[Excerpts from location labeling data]

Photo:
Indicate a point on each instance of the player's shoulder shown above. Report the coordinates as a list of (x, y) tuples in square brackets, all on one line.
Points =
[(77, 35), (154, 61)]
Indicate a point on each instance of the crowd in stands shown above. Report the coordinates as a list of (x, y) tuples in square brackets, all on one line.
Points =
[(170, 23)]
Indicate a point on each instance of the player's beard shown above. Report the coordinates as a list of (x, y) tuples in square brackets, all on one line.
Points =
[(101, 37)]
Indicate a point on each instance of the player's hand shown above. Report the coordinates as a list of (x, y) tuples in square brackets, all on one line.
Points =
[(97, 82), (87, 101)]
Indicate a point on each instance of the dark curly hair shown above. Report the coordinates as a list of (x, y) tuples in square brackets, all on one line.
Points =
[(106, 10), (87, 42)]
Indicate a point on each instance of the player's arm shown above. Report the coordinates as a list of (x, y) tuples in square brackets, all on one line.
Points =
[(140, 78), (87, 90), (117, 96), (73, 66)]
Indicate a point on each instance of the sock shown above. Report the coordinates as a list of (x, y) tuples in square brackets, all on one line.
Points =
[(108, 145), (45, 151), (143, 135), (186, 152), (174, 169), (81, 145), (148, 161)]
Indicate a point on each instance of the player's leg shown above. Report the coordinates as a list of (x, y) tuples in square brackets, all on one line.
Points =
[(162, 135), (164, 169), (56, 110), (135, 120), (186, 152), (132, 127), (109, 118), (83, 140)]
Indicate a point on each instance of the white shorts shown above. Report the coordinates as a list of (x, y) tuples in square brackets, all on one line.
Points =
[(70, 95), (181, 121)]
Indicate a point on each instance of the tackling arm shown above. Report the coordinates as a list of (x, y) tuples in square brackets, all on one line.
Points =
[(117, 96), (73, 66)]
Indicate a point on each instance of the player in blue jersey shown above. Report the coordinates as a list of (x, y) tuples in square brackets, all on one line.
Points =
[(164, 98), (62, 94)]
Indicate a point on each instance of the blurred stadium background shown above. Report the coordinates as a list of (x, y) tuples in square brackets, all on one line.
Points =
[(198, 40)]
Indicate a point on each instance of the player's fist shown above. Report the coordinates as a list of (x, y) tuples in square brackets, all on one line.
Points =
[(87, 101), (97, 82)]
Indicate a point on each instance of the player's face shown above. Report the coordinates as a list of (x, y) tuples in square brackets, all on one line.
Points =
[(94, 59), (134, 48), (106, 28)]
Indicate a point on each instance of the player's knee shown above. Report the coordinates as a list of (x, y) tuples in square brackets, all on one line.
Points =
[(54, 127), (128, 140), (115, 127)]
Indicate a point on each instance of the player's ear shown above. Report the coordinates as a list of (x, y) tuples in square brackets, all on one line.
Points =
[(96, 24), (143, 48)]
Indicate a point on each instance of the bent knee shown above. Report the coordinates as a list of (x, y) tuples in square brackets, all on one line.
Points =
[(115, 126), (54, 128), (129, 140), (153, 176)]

EXERCISE TASK
Rewrite all the data above as a two-column CSV with the headers text and answer, one row per text-and-answer pair. Put each value in its own quoted field and turn any line breaks into spaces.

SOLUTION TO THIS TASK
text,answer
"Photo: Indicate a point on each instance of the player's shoulder shown above. Report the coordinates as a list of (x, y) tuples in square brackets, all on one line. Points =","[(77, 35), (154, 61)]"
"Indicate a point on each instance of the crowd in stands shown above. Report the coordinates as a list of (x, y) tuples in square brackets, all on one line. Points =","[(170, 23)]"
"Indicate a point on each instance of the player's beard shown above. Report the coordinates as a list of (x, y) tuples in square brackets, all on one line. Points =","[(101, 37)]"
"Indicate a point on each instance of the player's hand shown above. Report the coordinates as a list of (x, y) tuples in square brackets, all on one line. Points =","[(97, 82), (87, 101)]"
"Indicate a point on each instance of the dark curly hair shown above. Report the coordinates as a list of (x, y) tuples in square brackets, all on one line. Points =","[(106, 10), (87, 42)]"
"Indicate a point on each instance of the player's arm shown above. Report the coordinates as a list of (x, y) tuples in square brackets, all on one line. Points =","[(140, 78), (87, 90), (117, 96), (73, 66)]"
"Indicate a point on each instance of the sock shown above. Report the coordinates as a list of (x, y) tuples in square brackets, all on one line. Points =","[(108, 145), (45, 151), (143, 135), (186, 152), (174, 169), (81, 145), (148, 161)]"
"Indicate a point on each instance of the player's leg shown above. Report the coordinates as a list of (x, y) tuples in square brackets, all on one line. Points =","[(162, 135), (164, 169), (56, 110), (135, 120), (186, 152), (132, 127), (109, 118), (83, 140)]"
"Indicate a point on each instance of the white shorts shown above. Report the coordinates as a list of (x, y) tuples in square brackets, all on one line. Points =","[(70, 95), (181, 121)]"
"Indicate a point on each instance of the tackling arm shown above. Report the coordinates as a list of (x, y) tuples in square brackets, all on one line. Points =","[(117, 96), (73, 66)]"
"Indicate a point on each instance of the player in blue jersey shown above. Report the coordinates as a list of (x, y) tuples in square brackets, all on one line. Points =","[(164, 98), (62, 94)]"
"Indicate a point on each instance of the blurred stadium background shown above. Report the coordinates as a list of (x, y) tuples in square brackets, all on one line. Points =","[(198, 40)]"
"Indicate a point on each instance of the player's fist shown above. Report the coordinates as a list of (x, y) tuples in square brackets, all on one line. Points =","[(87, 101), (97, 82)]"
"Indicate a point on each instance of the player's face shown above. Report the coordinates as a list of (x, y) tuples in square brackets, all on one line. Points =","[(94, 59), (134, 48), (106, 28)]"
"Indicate a point on each instance of the player's knee shown above. Report the coordinates as a list of (x, y) tuples in square brackets, all on one line. Points =","[(54, 127), (128, 140), (115, 127)]"
"Indicate a point on each instance of the player's ear shown above. Report the coordinates as a list of (x, y) tuples in square brackets, all on one line. Points =","[(96, 24), (143, 48)]"
"Indicate a point on each instance of the bent knee shown above. Report the coordinates as a list of (x, y) tuples in square brackets, all on one line. Points =","[(115, 126), (54, 128), (129, 140), (153, 176)]"